EXERCISE AIM
Reproduce, word for word, the stretch of the theater review that starts with the words "It’s said that" and ends with "far, so good.".

EXTRACTED TEXT

::::

It’s said that two fasting, sleepless nights are all that separates us from savagery. And the play I saw last night, Insomnia, devised by ZLS Theatre, is well endowed with the kaleidoscopic disorientation, claustrophobia and the downright maddening of such an eventuality. So far, so good.
Insomnia is a very long hour and a half, and certainly the longest I have ever spent with a silver frog in a basement
Yet, after a strange and rather muddled start, which involved the audience being ushered down the steps of the bunker-like Brunswick Cellar Bar, and then to scattered seats, mine was facing a wall, by a very camp collective - improvising, muttering, half greeting - we were very soon plunged into a drama of machine-like formalism.
Off shuffled our welcoming posse. Our hosts included a portly gent in a silver frog suit and a cardboard masked, Miyazaki version of Widow Twanky, who were only to be replaced by similar- or the same?- characters but with a stiffer, more sombre tinge.
These persons installed themselves in niches on opposing sides of the chamber and from these, enacted repetitive vignettes of slow, oh-so-slow unveiling. Round and round we went, all, naturally, in a strict round-robin order. It was like a check-in at a Fancy Dress Anonymous meeting. Sets of amateurish stop-frame animations and films -the dreams of the dream-people?- provided momentary relief, if not illumination, before we were again subjected to more ponderous exposition. Ok, we get it, somebody or something can’t sleep. This till half time.

::::

DATASET ROWS
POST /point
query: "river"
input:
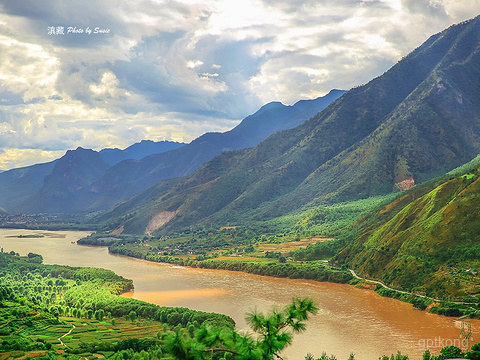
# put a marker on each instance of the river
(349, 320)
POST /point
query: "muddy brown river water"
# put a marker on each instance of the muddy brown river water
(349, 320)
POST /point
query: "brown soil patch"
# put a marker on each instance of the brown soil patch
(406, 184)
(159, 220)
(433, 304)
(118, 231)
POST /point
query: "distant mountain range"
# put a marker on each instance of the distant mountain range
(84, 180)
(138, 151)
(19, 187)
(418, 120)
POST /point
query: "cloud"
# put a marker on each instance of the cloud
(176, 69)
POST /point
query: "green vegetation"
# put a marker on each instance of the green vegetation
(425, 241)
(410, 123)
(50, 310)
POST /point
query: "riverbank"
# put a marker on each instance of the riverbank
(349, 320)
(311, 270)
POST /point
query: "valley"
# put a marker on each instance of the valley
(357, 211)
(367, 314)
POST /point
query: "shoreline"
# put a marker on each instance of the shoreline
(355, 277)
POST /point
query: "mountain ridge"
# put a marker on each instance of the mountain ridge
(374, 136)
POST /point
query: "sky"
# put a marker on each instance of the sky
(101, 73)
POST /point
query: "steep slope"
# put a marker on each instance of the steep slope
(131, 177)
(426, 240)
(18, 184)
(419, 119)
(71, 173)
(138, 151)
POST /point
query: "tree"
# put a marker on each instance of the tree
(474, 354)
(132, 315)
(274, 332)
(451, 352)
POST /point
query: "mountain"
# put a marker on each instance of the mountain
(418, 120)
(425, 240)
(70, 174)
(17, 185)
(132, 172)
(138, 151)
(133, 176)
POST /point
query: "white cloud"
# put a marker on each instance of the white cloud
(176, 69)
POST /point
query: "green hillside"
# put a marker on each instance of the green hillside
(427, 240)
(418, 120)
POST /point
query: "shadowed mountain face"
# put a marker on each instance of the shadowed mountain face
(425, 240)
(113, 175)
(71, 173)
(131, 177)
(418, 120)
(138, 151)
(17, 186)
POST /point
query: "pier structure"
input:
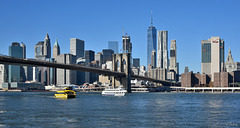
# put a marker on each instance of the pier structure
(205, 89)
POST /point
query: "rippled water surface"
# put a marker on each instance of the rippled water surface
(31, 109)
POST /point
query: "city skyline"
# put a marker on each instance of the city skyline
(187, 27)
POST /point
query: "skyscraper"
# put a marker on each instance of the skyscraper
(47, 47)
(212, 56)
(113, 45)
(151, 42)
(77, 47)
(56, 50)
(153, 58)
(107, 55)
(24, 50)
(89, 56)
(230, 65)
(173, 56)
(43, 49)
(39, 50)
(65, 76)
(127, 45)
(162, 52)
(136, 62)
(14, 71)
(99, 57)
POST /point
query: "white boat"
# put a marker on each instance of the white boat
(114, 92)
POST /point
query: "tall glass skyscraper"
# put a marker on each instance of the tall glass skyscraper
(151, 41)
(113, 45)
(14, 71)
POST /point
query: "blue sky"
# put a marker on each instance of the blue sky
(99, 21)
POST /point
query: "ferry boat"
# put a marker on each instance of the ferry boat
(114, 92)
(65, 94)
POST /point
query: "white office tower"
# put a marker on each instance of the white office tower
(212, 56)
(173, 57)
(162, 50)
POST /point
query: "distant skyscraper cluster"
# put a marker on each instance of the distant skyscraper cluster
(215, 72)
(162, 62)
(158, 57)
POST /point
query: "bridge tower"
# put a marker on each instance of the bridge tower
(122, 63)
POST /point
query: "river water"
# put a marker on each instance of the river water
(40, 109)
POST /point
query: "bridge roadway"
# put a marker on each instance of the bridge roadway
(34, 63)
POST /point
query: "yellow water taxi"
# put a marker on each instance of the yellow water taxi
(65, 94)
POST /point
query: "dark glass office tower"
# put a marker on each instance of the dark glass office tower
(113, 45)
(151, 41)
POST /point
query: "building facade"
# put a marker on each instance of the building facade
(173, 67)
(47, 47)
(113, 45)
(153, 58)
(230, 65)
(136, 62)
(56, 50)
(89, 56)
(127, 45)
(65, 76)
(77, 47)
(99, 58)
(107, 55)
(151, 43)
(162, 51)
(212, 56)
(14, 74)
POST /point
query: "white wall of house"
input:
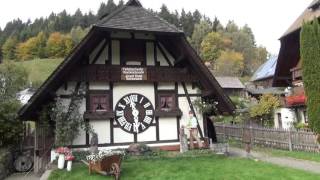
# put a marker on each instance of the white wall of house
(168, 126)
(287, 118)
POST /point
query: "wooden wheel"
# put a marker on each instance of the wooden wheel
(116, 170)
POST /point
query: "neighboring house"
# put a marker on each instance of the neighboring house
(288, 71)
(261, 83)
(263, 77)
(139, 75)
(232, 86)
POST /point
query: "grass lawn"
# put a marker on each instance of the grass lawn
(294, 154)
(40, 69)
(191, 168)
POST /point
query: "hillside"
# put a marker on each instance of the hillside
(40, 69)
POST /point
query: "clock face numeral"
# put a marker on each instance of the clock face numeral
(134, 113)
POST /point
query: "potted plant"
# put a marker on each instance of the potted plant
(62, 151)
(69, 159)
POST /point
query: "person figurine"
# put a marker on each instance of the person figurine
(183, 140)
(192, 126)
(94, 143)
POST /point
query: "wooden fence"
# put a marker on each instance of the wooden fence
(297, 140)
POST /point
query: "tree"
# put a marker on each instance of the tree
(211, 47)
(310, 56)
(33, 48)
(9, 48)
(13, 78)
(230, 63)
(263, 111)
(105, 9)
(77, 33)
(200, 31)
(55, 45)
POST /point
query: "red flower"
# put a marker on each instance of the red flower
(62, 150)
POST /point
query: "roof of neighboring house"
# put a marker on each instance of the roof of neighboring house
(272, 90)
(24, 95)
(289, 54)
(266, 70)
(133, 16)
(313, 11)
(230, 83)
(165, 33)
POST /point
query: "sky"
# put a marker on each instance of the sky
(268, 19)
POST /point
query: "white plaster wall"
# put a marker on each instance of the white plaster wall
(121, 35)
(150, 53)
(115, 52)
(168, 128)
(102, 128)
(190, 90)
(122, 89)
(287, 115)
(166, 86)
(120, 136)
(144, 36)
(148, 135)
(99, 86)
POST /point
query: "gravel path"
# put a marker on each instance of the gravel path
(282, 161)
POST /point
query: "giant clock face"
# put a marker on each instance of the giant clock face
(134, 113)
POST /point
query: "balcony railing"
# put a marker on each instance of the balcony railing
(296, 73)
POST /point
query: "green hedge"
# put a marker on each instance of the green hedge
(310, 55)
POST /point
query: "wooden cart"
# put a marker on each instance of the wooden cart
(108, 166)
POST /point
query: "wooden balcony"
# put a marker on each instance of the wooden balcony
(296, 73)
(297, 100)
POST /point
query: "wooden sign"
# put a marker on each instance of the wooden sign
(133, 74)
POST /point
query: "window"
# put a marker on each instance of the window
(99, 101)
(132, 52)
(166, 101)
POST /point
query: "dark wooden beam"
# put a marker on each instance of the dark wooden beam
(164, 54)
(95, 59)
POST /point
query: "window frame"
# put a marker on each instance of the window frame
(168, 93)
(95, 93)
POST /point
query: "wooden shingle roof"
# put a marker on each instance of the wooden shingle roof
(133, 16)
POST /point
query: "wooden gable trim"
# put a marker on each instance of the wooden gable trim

::::

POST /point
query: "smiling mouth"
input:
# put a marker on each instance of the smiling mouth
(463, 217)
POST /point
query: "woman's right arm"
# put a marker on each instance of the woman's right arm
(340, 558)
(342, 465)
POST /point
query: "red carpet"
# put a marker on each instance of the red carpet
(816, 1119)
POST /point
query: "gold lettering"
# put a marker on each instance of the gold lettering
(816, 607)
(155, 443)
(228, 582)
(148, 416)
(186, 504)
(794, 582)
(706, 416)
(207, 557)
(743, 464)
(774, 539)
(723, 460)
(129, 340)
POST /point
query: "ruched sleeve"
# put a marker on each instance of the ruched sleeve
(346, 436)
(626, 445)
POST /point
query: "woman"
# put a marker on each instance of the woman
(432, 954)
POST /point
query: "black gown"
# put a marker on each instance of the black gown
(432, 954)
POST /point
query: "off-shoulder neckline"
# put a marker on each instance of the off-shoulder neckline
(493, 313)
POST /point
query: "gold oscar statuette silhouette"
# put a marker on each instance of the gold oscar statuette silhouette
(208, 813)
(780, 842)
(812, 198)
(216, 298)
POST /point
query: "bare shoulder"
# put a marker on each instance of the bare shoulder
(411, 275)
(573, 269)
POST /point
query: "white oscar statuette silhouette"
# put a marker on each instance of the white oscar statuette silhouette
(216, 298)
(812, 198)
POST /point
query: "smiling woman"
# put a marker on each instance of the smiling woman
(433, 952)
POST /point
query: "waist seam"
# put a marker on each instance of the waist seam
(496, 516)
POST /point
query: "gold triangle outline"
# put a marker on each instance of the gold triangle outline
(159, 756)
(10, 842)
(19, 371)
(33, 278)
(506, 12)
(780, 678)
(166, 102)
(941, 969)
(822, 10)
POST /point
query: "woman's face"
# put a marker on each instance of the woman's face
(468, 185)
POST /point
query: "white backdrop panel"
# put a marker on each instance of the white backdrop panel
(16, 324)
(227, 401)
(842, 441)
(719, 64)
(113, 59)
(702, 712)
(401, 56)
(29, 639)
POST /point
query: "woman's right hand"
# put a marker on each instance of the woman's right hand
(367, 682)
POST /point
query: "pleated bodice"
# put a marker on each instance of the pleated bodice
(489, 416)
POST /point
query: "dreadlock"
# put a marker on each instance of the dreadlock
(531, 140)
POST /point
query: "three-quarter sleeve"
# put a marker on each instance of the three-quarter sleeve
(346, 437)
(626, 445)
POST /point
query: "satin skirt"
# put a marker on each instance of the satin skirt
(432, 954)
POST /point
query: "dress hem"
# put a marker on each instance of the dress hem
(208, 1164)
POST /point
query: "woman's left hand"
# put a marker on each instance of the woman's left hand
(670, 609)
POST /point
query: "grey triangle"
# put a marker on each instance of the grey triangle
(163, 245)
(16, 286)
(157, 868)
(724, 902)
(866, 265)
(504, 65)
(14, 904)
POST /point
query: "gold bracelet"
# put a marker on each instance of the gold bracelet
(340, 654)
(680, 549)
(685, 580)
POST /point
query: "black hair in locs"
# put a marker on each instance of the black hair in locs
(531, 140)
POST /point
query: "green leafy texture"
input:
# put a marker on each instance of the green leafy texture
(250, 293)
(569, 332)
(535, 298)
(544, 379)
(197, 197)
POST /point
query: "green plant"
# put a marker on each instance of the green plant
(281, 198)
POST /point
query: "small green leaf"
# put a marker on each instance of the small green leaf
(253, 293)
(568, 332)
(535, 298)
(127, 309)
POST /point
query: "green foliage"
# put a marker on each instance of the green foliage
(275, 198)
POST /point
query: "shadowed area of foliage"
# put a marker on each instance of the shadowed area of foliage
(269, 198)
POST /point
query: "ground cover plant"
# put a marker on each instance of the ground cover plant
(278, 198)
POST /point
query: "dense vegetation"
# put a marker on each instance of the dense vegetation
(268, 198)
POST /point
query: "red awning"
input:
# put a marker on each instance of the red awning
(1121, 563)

::::

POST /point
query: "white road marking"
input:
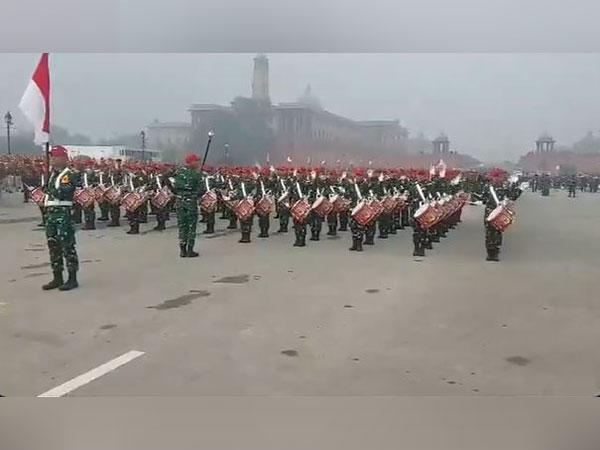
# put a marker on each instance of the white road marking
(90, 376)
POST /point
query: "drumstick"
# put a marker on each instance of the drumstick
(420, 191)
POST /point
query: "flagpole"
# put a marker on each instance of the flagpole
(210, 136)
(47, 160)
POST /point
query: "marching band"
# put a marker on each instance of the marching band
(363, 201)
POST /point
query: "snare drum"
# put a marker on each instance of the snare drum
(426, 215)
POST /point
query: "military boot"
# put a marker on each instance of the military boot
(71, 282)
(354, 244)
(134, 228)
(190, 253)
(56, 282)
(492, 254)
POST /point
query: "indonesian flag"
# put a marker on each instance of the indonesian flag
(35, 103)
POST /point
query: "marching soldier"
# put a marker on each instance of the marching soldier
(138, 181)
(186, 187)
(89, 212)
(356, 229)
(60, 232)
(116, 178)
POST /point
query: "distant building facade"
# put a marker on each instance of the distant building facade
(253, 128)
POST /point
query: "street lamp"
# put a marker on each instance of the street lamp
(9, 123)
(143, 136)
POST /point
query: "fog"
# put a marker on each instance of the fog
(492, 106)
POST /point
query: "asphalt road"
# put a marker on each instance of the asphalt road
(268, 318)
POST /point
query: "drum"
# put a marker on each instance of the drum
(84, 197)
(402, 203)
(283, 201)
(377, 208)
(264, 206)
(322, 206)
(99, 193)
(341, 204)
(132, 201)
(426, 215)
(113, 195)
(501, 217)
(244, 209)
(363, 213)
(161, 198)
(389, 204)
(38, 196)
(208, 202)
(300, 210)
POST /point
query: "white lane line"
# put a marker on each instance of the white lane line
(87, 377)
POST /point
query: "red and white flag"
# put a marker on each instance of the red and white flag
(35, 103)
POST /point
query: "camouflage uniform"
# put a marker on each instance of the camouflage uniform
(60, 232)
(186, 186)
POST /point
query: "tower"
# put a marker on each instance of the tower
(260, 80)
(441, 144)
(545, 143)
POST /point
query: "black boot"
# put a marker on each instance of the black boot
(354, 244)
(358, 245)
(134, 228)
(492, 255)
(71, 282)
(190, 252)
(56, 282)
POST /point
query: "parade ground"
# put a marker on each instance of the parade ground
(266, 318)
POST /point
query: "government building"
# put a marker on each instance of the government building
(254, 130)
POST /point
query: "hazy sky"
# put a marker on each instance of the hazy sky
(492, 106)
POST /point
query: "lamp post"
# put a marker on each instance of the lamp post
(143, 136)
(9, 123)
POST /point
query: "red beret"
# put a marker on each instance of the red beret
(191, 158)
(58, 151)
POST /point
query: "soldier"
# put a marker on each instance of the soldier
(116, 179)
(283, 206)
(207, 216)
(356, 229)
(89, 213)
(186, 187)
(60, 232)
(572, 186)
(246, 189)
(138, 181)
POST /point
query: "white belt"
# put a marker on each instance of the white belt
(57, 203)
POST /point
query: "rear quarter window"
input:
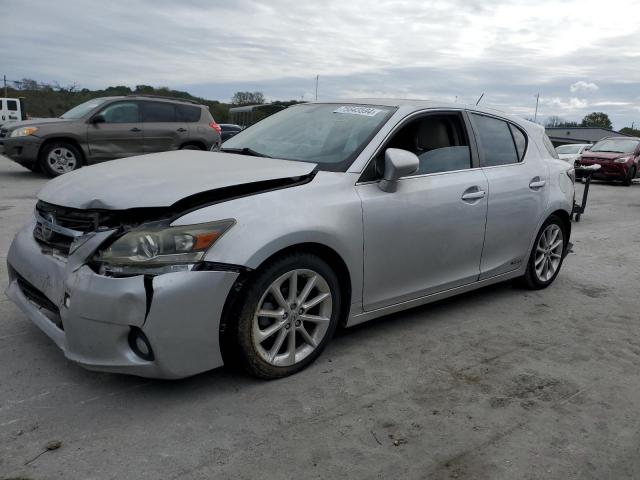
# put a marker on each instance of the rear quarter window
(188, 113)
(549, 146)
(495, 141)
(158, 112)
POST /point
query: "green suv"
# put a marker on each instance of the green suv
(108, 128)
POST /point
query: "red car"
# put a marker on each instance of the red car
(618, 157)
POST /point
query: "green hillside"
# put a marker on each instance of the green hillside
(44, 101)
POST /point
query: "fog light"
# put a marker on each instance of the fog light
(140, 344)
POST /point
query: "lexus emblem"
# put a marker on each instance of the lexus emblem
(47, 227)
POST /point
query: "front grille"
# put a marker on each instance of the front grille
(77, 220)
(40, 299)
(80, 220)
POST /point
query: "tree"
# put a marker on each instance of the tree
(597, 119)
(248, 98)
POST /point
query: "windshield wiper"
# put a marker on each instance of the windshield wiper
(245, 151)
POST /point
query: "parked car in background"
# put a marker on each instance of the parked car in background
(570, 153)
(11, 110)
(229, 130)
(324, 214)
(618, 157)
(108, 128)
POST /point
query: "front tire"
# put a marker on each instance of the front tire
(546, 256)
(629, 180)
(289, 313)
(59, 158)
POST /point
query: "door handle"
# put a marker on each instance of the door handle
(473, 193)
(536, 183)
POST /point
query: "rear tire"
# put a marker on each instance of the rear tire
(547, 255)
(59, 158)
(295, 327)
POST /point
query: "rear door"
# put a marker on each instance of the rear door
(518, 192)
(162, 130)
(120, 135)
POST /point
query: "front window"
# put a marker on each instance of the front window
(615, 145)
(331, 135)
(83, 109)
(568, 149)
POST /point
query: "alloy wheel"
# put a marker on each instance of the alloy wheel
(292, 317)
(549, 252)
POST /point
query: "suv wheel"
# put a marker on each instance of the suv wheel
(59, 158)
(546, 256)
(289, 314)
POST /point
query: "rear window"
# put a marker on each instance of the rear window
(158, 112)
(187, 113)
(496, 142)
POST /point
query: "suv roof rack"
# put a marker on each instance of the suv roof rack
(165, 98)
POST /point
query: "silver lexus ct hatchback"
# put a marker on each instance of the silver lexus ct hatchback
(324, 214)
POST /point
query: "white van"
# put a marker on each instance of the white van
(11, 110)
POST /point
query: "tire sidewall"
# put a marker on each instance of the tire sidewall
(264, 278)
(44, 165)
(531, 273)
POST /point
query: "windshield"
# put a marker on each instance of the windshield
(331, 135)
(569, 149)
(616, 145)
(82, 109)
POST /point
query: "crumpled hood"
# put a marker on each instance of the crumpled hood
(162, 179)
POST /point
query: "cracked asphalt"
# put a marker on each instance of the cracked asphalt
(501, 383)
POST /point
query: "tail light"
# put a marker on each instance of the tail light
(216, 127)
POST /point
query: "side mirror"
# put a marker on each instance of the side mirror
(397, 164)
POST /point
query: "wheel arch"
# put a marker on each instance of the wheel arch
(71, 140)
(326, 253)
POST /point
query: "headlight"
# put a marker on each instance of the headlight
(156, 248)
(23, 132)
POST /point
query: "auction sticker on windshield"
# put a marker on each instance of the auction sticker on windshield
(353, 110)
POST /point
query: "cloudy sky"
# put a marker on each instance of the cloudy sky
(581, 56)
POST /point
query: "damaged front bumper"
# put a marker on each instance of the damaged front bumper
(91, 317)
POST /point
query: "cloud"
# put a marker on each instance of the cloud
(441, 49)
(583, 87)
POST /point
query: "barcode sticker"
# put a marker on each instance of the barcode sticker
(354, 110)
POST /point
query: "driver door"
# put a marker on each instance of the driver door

::::

OUTPUT FOR THIS TASK
It’s said that two fasting, sleepless nights are all that separates us from savagery. And the play I saw last night, Insomnia, devised by ZLS Theatre, is well endowed with the kaleidoscopic disorientation, claustrophobia and the downright maddening of such an eventuality. So far, so good.